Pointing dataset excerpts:
┌──
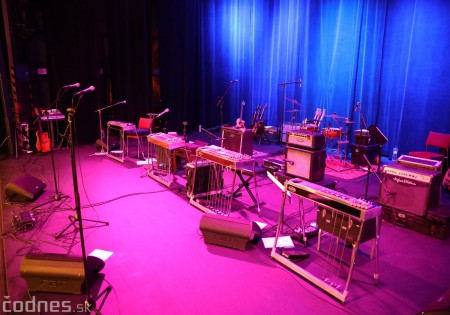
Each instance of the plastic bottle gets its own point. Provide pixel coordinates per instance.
(394, 153)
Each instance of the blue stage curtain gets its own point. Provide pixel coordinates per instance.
(387, 55)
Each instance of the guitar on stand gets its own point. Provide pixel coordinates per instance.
(258, 127)
(239, 122)
(42, 139)
(255, 115)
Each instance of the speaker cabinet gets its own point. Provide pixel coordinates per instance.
(410, 189)
(238, 140)
(229, 232)
(309, 165)
(371, 151)
(199, 187)
(24, 188)
(53, 273)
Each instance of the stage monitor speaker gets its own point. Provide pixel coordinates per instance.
(410, 189)
(306, 164)
(229, 232)
(54, 273)
(238, 140)
(377, 134)
(203, 171)
(24, 188)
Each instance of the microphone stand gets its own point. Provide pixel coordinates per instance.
(57, 196)
(99, 111)
(220, 102)
(284, 108)
(211, 135)
(89, 302)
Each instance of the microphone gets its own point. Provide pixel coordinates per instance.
(75, 85)
(89, 89)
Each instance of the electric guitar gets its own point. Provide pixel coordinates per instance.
(259, 124)
(255, 115)
(43, 141)
(239, 122)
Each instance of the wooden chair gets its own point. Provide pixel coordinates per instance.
(143, 130)
(441, 144)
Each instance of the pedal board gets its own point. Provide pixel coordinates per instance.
(24, 221)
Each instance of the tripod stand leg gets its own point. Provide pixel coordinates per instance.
(72, 222)
(63, 137)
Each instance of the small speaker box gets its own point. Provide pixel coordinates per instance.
(24, 188)
(306, 164)
(229, 232)
(54, 273)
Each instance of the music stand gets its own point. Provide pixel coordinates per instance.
(99, 111)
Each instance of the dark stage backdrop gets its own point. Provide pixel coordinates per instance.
(387, 55)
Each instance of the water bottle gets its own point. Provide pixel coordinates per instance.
(394, 153)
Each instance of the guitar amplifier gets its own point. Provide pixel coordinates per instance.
(238, 140)
(306, 139)
(198, 186)
(410, 189)
(306, 164)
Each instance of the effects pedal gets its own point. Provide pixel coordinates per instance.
(24, 221)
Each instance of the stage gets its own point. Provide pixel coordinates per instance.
(159, 262)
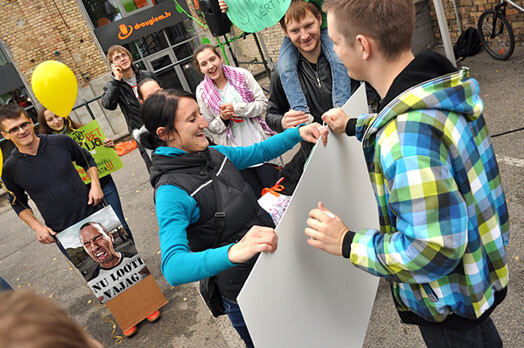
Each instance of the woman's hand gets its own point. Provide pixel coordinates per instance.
(257, 239)
(325, 230)
(313, 132)
(109, 142)
(227, 111)
(336, 119)
(223, 6)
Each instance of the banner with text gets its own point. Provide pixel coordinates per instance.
(91, 137)
(105, 255)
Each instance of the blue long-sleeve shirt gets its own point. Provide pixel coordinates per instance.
(176, 210)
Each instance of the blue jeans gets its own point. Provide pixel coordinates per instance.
(111, 197)
(484, 335)
(4, 286)
(236, 318)
(287, 67)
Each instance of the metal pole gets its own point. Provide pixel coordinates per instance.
(264, 48)
(231, 51)
(457, 15)
(444, 33)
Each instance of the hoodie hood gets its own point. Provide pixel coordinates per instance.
(171, 159)
(454, 92)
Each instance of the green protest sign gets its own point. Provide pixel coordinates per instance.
(253, 16)
(91, 137)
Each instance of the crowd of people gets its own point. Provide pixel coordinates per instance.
(443, 223)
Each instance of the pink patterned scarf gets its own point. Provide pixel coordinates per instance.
(213, 100)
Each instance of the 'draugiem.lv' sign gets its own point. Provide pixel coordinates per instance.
(143, 23)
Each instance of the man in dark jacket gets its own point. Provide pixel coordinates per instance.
(42, 166)
(122, 91)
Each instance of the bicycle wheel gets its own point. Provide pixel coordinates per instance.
(499, 41)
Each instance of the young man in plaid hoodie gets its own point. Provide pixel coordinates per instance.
(443, 214)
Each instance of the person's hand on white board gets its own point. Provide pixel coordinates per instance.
(258, 239)
(325, 230)
(312, 132)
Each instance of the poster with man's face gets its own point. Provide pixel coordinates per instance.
(103, 252)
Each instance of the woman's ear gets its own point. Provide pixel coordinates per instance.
(162, 133)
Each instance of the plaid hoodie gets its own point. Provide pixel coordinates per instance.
(443, 214)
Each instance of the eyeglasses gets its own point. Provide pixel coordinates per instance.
(17, 129)
(118, 58)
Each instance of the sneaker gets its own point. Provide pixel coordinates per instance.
(131, 331)
(153, 316)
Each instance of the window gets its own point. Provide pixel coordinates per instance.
(102, 12)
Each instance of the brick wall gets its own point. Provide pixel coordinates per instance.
(35, 30)
(470, 11)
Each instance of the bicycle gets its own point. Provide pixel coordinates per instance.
(495, 31)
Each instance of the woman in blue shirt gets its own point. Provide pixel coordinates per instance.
(209, 219)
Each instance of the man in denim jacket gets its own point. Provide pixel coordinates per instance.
(323, 80)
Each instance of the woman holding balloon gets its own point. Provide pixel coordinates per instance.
(50, 123)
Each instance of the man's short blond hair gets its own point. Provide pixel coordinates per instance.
(389, 22)
(117, 49)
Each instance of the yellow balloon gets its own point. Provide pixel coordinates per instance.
(55, 86)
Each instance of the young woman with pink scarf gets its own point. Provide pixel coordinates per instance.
(234, 105)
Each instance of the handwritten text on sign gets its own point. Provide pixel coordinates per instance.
(91, 137)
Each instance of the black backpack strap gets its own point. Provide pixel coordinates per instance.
(220, 215)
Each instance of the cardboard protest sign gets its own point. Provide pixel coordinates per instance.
(301, 296)
(253, 16)
(91, 137)
(100, 248)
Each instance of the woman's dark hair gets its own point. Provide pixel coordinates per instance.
(159, 110)
(143, 82)
(201, 49)
(43, 127)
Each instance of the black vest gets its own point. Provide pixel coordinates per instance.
(190, 172)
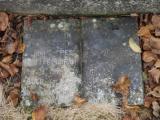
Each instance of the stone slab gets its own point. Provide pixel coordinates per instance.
(106, 56)
(51, 66)
(80, 7)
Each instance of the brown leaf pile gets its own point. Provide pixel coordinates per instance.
(39, 113)
(11, 49)
(149, 33)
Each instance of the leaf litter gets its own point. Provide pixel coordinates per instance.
(12, 48)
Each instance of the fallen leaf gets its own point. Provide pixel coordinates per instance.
(17, 63)
(157, 32)
(145, 31)
(155, 42)
(4, 73)
(127, 117)
(146, 45)
(148, 56)
(12, 47)
(155, 51)
(7, 59)
(122, 85)
(156, 108)
(1, 94)
(148, 101)
(79, 101)
(156, 21)
(4, 21)
(13, 97)
(157, 64)
(155, 92)
(155, 73)
(39, 113)
(34, 96)
(133, 45)
(145, 114)
(21, 47)
(11, 68)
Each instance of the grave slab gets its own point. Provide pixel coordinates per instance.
(51, 66)
(106, 56)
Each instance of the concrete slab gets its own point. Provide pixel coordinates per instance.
(51, 61)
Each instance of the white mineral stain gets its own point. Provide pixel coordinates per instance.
(63, 26)
(67, 87)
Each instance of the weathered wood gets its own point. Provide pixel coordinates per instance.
(51, 61)
(80, 7)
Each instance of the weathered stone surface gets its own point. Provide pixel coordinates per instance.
(106, 56)
(51, 61)
(80, 7)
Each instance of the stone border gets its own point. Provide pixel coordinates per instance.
(80, 7)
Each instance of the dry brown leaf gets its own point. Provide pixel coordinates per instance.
(145, 31)
(1, 94)
(148, 101)
(148, 56)
(155, 92)
(4, 73)
(12, 47)
(17, 63)
(4, 21)
(155, 73)
(34, 96)
(146, 46)
(39, 113)
(21, 47)
(14, 96)
(156, 21)
(154, 42)
(134, 46)
(157, 64)
(156, 108)
(157, 32)
(79, 101)
(11, 68)
(155, 51)
(122, 85)
(7, 59)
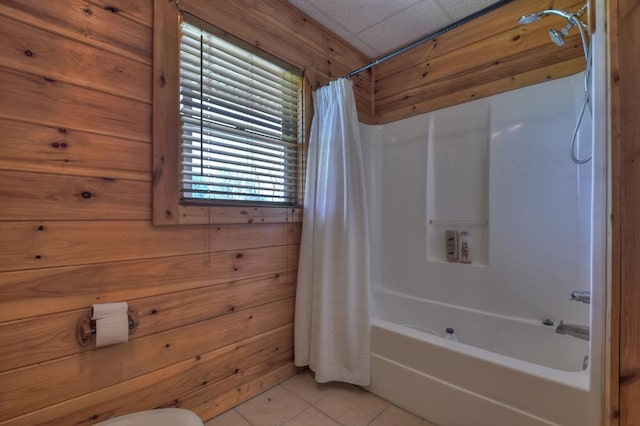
└──
Extract every line above that contains the word "stand", keeping each one intact. Case counts.

### Response to the task
Each instance of the guitar on stand gets its own point. Provide pixel coordinates per instance.
Each instance of the microphone stand gets its own point. Provide pixel coordinates per instance.
Each instance of the tripod stand leg gets its own point. Provide pixel coordinates per instance.
Each instance of the music stand gets its own point. Provide pixel coordinates per instance.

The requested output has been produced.